Ce qui est également vrai, c’est que même si nous essayons de faire des recherches systématiques sur un sujet, notre vision de celui-ci se transforme au fur et à mesure, d’une manière que nous ne pouvons pas anticiper. Le travail final est toujours très éloigné de la façon dont nous l’avions initialement conçu. Quant à savoir si les types de recherche que nous entreprenons permettent ou empêchent notre accès au « réel », il est difficile de généraliser. Nous avons beau essayer, en suivant la recommandation de Wittgenstein, nous ne pouvons pas arrêter de penser. La pensée, cohérente ou incohérente, fait partie intégrante de ce qui nous rend humains. J’ai tendance à supposer que je pense en images, mais en fin de compte il est impossible de séparer le discursif du figuratif. Chacun d’entre eux s’infiltre dans l’autre.
Lucien Castaing-Taylor : Je n’ai pas la moindre idée de ce qu’est le réel, si ce n’est tout. L’une des conséquences malheureuses d’une grande partie de la pensée post-structuraliste a été de supposer qu’une « construction culturelle », comme ils disent, est en quelque sorte irréelle, ou que le réel est lui-même « seulement » une construction. Il n’y a pas une grande distance entre les déclarations anthropologiques et géographiques sur les « modernités alternatives » et le bourbier politique actuel des « faits alternatifs ». Mais les constructions sont éminemment réelles. Tout ce qui est, est réel. Cela peut sembler futile, mais cela me semble crucial, et est souvent négligé dans les écrits sur la représentation, et la relation entre le documentaire et le monde. Il y a autant de qualités ou de facettes différentes de la réalité qu’il y a de genres de réalisme. Et bien plus encore. Rien n’est plus réel que la fantaisie ou l’illusion. Je ne pense pas qu’il s’agisse d’une question de « proximité » avec le réel – et, en tout état de cause, la bonne fiction semble souvent plus proche ou plus réelle que la plupart des soi-disant documentaires, que ce soit parce que la plupart des documentaires sont dépourvus d’expérience ou parce que l’on sent qu’ils nient l’intervention du réalisateur. Il est tout simplement impossible pour chacun d’entre nous de s’éloigner du réel. Nous avons zéro degré de séparation avec le réel.
Que nous soyons en train d’improviser ou de planifier, de comploter et de préméditer – ou, comme tout le monde, quand nous faisons l’un puis l’autre, ou quand nous faisons l’un alors que nous pensons faire l’autre, ou quand nous faisons les deux en même temps – nous sommes au cœur du réel. L’artifice et la vraisemblance ne s’opposent pas l’un à l’autre, mais sont de proches cousins, qui partagent le même secret. Dans leur rapport au réel, nos films doivent énormément à l’artifice, non seulement le nôtre mais aussi celui de nos sujets, humains ou animaux. Quant au poids respectif de l’improvisation par rapport à la recherche ou à la préméditation dans nos œuvres, nous sommes mal placés pour en juger, mais il varie d’une œuvre à l’autre, et aussi d’un moment à l’autre dans une même œuvre. Je ne sais pas si vous vous souvenez de la brève scène de Léviathan où l’on voit en très gros plan un grand oiseau, un puffin, sur le pont de l’Athena, qui semble être blessé et tente désespérément de retourner à la mer. Essayer de comprendre dans quelle mesure cette image a été inspirée par notre engagement dans l’ « ethnographie multi-espèces » et le « tournant animalier » dans les sciences humaines, à partir d’un désir instinctif ou semi-réfléchi (y compris au montage) alors que l’oiseau cherche à s’envoler du bateau est presque impossible. Il en va de même pour la plupart des séquences de nos films. Je pense que c’est une fausse antinomie, si l’on apprend quelque chose de valable au sujet de la « recherche », c’est sûrement qu’elle s’infiltre dans l’inconscient, voire dans l’instinct lui-même.

────

→ Consignes
[1] Prélevez tel quel dans l'extrait le passage qui s'ouvre sur les mots « Ce qui est également » et se termine par « s’infiltre dans l’autre. ».
[2] Dans le paragraphe de l'extrait qui commence par « Lucien Castaing-Taylor : Je n’ai pas la moindre idée », relevez toutes les expressions placées entre guillemets.

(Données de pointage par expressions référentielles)

────

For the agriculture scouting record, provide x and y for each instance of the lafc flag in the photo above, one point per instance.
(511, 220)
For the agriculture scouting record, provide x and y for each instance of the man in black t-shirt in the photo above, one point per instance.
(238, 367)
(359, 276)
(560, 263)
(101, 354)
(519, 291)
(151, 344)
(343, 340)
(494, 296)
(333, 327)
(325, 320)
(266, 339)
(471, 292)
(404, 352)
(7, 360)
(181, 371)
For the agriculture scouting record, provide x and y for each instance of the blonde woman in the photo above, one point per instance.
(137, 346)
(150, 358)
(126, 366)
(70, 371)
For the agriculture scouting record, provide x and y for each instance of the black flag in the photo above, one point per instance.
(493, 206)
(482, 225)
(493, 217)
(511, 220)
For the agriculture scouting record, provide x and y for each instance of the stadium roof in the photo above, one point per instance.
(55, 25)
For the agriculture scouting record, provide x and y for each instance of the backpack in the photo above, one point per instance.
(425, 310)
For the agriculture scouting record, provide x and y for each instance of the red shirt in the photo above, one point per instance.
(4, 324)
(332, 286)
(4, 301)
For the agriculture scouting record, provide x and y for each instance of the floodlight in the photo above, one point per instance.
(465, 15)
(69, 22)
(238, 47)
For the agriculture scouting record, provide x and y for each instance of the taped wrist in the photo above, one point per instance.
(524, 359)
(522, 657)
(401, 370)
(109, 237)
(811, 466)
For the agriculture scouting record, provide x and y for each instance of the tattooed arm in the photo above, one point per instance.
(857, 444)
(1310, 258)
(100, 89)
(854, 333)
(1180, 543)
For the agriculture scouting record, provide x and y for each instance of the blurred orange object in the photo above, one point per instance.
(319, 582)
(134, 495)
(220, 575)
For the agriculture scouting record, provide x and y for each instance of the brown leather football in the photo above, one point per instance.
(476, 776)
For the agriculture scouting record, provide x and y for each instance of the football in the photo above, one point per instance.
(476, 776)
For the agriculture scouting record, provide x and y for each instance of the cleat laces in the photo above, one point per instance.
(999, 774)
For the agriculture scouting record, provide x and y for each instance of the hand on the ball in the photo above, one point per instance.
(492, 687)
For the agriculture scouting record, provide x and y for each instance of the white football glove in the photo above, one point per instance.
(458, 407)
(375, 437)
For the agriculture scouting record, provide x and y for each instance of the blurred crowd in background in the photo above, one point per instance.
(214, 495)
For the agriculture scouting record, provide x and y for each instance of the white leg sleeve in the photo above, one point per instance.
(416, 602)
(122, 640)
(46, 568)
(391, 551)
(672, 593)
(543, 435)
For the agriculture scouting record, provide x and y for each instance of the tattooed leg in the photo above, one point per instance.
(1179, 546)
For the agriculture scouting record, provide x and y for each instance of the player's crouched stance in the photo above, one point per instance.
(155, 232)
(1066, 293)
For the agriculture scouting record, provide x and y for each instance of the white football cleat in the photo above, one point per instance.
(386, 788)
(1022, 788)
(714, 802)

────

→ Réponses numérotées
[1]
Ce qui est également vrai, c’est que même si nous essayons de faire des recherches systématiques sur un sujet, notre vision de celui-ci se transforme au fur et à mesure, d’une manière que nous ne pouvons pas anticiper. Le travail final est toujours très éloigné de la façon dont nous l’avions initialement conçu. Quant à savoir si les types de recherche que nous entreprenons permettent ou empêchent notre accès au « réel », il est difficile de généraliser. Nous avons beau essayer, en suivant la recommandation de Wittgenstein, nous ne pouvons pas arrêter de penser. La pensée, cohérente ou incohérente, fait partie intégrante de ce qui nous rend humains. J’ai tendance à supposer que je pense en images, mais en fin de compte il est impossible de séparer le discursif du figuratif. Chacun d’entre eux s’infiltre dans l’autre.

[2]
« construction culturelle »
« seulement »
« modernités alternatives »
« faits alternatifs »
« proximité »